(Beginning of Dataset)

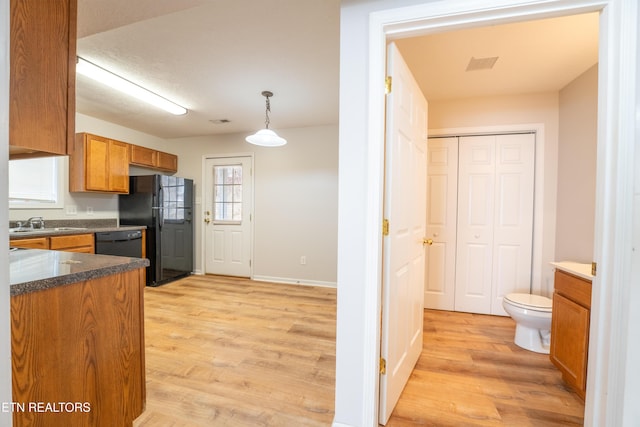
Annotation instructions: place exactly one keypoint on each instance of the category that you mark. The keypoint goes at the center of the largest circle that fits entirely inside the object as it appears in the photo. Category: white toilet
(532, 314)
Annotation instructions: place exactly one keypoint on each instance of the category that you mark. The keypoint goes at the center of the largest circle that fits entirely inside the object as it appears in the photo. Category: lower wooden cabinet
(84, 243)
(31, 243)
(570, 329)
(79, 348)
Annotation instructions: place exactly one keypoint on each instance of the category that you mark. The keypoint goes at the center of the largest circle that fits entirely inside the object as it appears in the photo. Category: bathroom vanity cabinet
(570, 328)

(End of Dataset)

Problem statement: Copy exactly the lines above, from the one containing "bathroom vanity cabinet" through the very last line.

Exercise solution:
Annotation instructions: place exactly one keypoint on each instance of the category that you mark. The keypoint goes at the center of the largest circle that fits entirely inside the object as it appears in the photo. Category: bathroom vanity cabinet
(570, 328)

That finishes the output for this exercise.